→ **Stored records**:

▬▬▬▬▬▬▬▬▬▬

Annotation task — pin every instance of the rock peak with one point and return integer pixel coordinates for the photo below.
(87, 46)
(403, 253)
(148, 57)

▬▬▬▬▬▬▬▬▬▬

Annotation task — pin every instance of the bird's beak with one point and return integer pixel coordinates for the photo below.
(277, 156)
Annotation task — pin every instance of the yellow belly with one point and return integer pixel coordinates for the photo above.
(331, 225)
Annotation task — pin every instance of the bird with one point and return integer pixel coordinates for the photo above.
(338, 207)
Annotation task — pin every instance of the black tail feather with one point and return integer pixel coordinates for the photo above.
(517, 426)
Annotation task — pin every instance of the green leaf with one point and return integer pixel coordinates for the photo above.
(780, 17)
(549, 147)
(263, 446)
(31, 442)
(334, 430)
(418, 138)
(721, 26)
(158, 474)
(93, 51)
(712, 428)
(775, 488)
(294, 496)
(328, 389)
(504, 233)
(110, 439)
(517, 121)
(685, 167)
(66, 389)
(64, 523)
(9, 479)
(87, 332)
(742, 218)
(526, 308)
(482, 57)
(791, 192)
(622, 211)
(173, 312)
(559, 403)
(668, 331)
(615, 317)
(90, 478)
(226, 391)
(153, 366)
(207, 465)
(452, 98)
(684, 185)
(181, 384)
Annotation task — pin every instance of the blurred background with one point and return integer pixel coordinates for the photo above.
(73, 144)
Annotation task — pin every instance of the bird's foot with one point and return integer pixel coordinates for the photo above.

▬▬▬▬▬▬▬▬▬▬

→ **Stated problem**: Copy out word for word every line from the one containing "Annotation task — pin every instance of the bird with" through the one containing "Annotation task — pin every instance of the bird's foot", including both of those lines.

→ **Answer**:
Annotation task — pin every instance of the bird with one point and return integer pixel coordinates for the photo above.
(338, 207)
Annotation task — pin every instance of the black tail feather with one point and return integer pixel coordinates for the photo above.
(517, 426)
Annotation task — pin every instance of the green leaf with one point and return integer pixel coordinates for the photo above.
(780, 17)
(549, 147)
(263, 446)
(31, 442)
(334, 430)
(418, 138)
(721, 26)
(158, 474)
(93, 51)
(712, 428)
(775, 488)
(294, 496)
(328, 389)
(504, 233)
(110, 439)
(517, 121)
(685, 167)
(66, 389)
(64, 523)
(9, 479)
(87, 332)
(742, 218)
(526, 308)
(482, 57)
(791, 192)
(622, 211)
(173, 312)
(559, 403)
(668, 331)
(615, 317)
(90, 478)
(226, 391)
(153, 366)
(207, 465)
(452, 98)
(684, 185)
(181, 384)
Annotation task — pin every instance of the blurred background with one point and return integer pixel coordinates for the photo above.
(73, 144)
Annotation task — pin every instance of the bird's foot with one point and return integer pixel coordinates for the photo above.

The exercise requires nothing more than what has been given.